Work instructions: Repeat each line of the material below exactly as it appears, minus any pictures.

* * *

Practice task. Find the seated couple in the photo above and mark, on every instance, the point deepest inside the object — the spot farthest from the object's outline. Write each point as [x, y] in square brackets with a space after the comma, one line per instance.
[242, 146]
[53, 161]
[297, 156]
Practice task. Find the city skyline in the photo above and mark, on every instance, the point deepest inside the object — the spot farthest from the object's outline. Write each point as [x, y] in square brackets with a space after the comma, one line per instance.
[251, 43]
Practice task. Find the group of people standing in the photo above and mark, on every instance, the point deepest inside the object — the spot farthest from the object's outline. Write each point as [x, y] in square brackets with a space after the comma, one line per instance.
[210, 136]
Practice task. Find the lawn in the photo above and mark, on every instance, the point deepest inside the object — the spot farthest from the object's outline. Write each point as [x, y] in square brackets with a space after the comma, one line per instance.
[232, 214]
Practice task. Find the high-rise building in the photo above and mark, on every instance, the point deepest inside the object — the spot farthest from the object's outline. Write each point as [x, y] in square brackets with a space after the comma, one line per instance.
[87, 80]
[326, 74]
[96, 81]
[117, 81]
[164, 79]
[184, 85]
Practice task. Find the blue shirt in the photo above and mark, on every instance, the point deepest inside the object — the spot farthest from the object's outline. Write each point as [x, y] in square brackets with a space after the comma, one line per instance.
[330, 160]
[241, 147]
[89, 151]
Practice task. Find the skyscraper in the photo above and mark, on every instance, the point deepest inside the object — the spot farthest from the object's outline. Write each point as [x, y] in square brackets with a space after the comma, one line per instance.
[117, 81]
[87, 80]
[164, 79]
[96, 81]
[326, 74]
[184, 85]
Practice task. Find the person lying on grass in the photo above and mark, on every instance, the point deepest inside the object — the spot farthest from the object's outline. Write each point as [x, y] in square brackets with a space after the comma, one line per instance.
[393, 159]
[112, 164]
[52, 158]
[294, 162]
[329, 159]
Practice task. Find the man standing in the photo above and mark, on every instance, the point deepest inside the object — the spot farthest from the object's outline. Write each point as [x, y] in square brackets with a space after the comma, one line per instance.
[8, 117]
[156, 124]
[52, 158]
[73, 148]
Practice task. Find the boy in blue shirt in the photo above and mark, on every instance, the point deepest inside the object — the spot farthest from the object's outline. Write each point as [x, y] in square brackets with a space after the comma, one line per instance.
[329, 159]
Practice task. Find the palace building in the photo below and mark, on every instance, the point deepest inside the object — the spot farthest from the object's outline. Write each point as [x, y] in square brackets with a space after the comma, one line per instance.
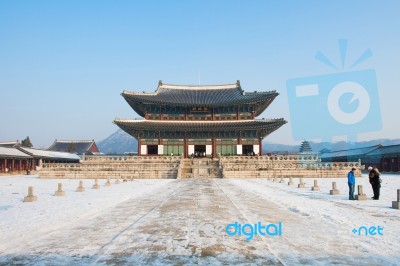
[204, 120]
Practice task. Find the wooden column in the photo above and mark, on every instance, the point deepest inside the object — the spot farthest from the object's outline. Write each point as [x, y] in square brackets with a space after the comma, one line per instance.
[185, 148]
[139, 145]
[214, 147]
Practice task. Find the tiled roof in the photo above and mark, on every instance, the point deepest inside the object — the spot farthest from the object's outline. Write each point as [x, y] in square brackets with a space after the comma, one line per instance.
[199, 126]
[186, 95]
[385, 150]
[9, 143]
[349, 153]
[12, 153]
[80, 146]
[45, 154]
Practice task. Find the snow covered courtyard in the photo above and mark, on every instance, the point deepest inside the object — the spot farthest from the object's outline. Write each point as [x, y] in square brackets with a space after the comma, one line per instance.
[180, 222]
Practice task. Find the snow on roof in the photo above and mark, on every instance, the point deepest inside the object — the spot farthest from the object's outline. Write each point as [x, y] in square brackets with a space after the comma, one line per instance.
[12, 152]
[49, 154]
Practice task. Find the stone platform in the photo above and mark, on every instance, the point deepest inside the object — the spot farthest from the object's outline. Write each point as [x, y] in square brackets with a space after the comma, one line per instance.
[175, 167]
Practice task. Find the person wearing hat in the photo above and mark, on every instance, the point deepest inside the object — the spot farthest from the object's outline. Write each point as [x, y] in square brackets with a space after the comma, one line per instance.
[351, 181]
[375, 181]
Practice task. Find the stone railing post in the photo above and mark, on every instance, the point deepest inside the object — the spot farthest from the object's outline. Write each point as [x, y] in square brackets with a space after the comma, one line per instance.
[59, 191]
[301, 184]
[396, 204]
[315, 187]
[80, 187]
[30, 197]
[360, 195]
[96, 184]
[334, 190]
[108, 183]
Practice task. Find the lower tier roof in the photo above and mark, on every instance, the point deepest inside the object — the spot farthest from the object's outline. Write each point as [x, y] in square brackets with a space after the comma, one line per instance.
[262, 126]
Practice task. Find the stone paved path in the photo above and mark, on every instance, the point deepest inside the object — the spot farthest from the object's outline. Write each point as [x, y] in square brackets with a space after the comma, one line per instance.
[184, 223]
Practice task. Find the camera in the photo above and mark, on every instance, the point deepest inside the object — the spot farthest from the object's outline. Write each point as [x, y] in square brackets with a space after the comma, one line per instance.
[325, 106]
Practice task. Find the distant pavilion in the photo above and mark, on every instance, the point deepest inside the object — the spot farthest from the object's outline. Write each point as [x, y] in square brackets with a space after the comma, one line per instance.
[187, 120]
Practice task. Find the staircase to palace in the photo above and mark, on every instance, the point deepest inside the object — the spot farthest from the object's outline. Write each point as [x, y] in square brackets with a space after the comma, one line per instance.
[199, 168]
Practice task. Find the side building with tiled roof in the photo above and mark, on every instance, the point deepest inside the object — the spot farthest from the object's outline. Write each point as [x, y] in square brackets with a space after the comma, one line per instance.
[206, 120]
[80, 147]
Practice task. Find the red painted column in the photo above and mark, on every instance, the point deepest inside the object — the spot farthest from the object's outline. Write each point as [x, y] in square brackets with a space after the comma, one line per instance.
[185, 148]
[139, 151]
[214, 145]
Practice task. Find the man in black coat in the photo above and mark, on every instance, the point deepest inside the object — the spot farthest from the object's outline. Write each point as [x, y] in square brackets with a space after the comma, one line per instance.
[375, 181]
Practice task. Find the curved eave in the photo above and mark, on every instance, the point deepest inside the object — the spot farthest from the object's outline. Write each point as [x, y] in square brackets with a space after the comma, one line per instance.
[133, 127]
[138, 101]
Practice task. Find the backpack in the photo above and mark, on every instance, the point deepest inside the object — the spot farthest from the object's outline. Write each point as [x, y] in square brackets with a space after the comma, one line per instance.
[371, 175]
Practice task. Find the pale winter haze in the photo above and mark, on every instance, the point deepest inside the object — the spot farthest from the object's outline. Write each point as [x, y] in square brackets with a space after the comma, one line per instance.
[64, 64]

* * *

Response for this exercise:
Practice task. Find the seated couple in the photo above and mark, on every instance, the point deepest inside the object — the spot farthest from the object's outline. Write each point as [x, y] in square brackets with a space after the comma, one line per instance.
[242, 146]
[53, 161]
[297, 156]
Practice task. Find the city skyline in the photo above and mark, on every instance, the point deepest inside the object — the spot farthest from the object's outline. Write each point as [x, y] in square brackets with a space after the comma, one line per instance.
[251, 43]
Practice task. Find the group of people standing in the photo above and mark, on every instance, the point deepest inside the object — the spot farthest from the object's outline. Write each point as [x, y] in square brackets with a space after the comma, one line per instance.
[210, 136]
Practice task. Find the lawn in the photo above and mark, on every instance, the point deepest inside the object — the spot farthest from the object's outline. Write each point as [x, y] in square brackets with a space after the comma, one line per instance.
[232, 214]
Practice task. Find the high-rise building in the photo above and mark, on every instance, the point deepest inside the object — the spot farthest from the object's outline. Write each point as [x, y] in square brackets with a space after the comma, one line per instance.
[87, 80]
[326, 74]
[96, 81]
[117, 81]
[164, 79]
[184, 85]
Practice task. Find the blue shirt in the photo above and mark, on every instance, the point deepest inside the object — the spot farthest from the object's outline. Write each point as [x, y] in square brackets with a space after the comma, one line per instance.
[330, 160]
[241, 147]
[89, 151]
Practice task. Find the skyscraper in the photo above and mark, on every instance, the point deepest inside the object — the spot farthest from the object's outline. Write each point as [x, y] in square brackets with a space after the comma, one line per instance.
[117, 81]
[87, 80]
[164, 79]
[96, 81]
[326, 74]
[184, 85]
Practice task. Find the person lying on grass in the photo above and mark, on every instance, the point deepest inside the object — the spot farthest from the object's outline. Write each point as [x, y] in square brackets with a space after the comma, one line per instance.
[393, 159]
[112, 164]
[52, 158]
[294, 162]
[329, 159]
Practice task. Find the man standing in the photo above and mark, on every instance, the point deepest inside the object — the spot farthest from the object's outline. Write each point as [x, y] in square brackets with a space after the comma, one line per instance.
[8, 117]
[156, 124]
[52, 158]
[73, 148]
Practice task. Find the boy in blue shirt in the photo above and mark, on every instance, the point deepest inside the object — the spot farthest from the object's outline. Write each point as [x, y] in square brackets with a space after the comma, one line per instance.
[329, 159]
Practice task. Find the palace building in the photo below and mark, on every instance, the point deepest inside the object — the spot farthest from the object's outline. Write each point as [x, y] in square brackets with a space after the comma, one line per instance.
[204, 120]
Practice task. Find the wooden column in the photo above and mark, on every instance, the point deepest inside the object — the spot farthest from the object's outline. Write each point as [x, y] in square brackets with a space after the comma, one line per instance.
[185, 148]
[139, 145]
[214, 147]
Practice task. Find the tiled roof in the photo above and mark, on every instance, the point deepest inside the object — the spot farthest from the object's outline. Write each point as [x, y] in square brackets with a space after the comma, one line per instance.
[199, 126]
[186, 95]
[385, 150]
[9, 143]
[349, 153]
[12, 153]
[80, 146]
[45, 154]
Practice task. Find the snow covered courtyard in the photo above and mark, on every instance, the point deepest inside the object — the spot farthest from the object's outline. Write each point as [x, y] in square brackets with a space after the comma, one line per instance.
[180, 222]
Practice task. Find the snow on roof in the photo above and mark, on every instance, the point deepest inside the object — the spot farthest from the object's outline. Write each point as [x, y] in square brackets with a space after the comma, one line per instance.
[12, 152]
[49, 154]
Practice task. Find the stone platform in the photo above and mark, on every instance, the point deepest inside the object — the spot farthest from the object's outline. Write each point as [x, y] in square brackets with a space after the comma, one line per instance.
[175, 167]
Practice task. Find the person wearing hat in the photo above and mark, on every instance, the point deepest inside the object — the spot farthest from the object's outline. Write each point as [x, y] in square brackets with a space after the comma, one line per instance.
[351, 181]
[375, 181]
Practice task. Find the stone railing post in the photo above and mark, on every instance, the point deepest inside the object — the spot farthest from the object's outline. Write each point as [x, y] in square brackets with a space after the comma, one line per instance.
[59, 191]
[301, 184]
[396, 204]
[315, 187]
[80, 187]
[30, 197]
[360, 195]
[96, 184]
[334, 190]
[108, 183]
Practice task. Find the lower tier roof in the photo above and mark, on every instance, the point deepest inside the object — the spot farthest from the object's outline. Write each point as [x, y] in square brackets with a space after the comma, one line per instance.
[262, 126]
Practice task. Find the stone paved path in the photo above and mark, on every instance, the point deepest inside the object — the spot farthest from the object's outline. Write each point as [x, y] in square brackets with a space after the comma, one line per instance.
[184, 223]
Practice task. Find the camera in the photo above and mark, on every instance, the point deepest inside the object — the spot farthest from the object's outline. Write each point as [x, y] in square brackets with a space after the comma, one line per instance.
[325, 106]
Practice task. Find the distant pavilion in the photo above and mark, on every instance, the point deepest inside the object — the spot farthest from the object's outline. Write each point as [x, y] in square brackets with a space after the comma, one line per instance.
[187, 120]
Practice task. Find the staircase to palace in the photo above and mark, on every instance, the point deepest inside the object — the spot farthest from the object's outline. Write each point as [x, y] in square brackets with a space after the comma, one line per instance.
[199, 168]
Practice task. Find the side building with tiled roof in the photo above and mark, on every instance, the point deepest inside the object — the spot farthest from the object's outline. Write each point as [x, y] in square brackets with a space after the comma, one line per instance.
[206, 120]
[80, 147]
Practice task. Find the red painted column in the photo above and mark, on every instance, the point deepest inside the object — the spot farthest from the object's outline. Write each point as [x, y] in square brackets with a space after the comma, one line per instance.
[185, 148]
[139, 151]
[214, 145]
Practice task. Find the man in black coat in the photo above and mark, on every instance, the point deepest inside the object — the spot farthest from the object's outline. Write each point as [x, y] in square brackets with a space after the comma, one line per instance.
[375, 181]
Practice task. Find the curved eave in the photo above and mark, on every instance, the point deepest inside the object — the spot farthest from the object's outline. Write each point as [x, y] in square brackets with a space after the comma, one line per instance.
[133, 127]
[138, 101]
Practice task. Find the backpack in the photo above and mark, on every instance, the point deepest inside the object — the spot farthest from the object's outline. Write each point as [x, y] in square brackets with a space after the comma, one line per instance.
[371, 175]
Practice task. Find the pale winter haze in the photo above and mark, on every instance, the point deepest inside the object — the spot farthest from the object's outline. Write each point as [x, y] in square brackets with a space after the comma, one line per instance.
[64, 64]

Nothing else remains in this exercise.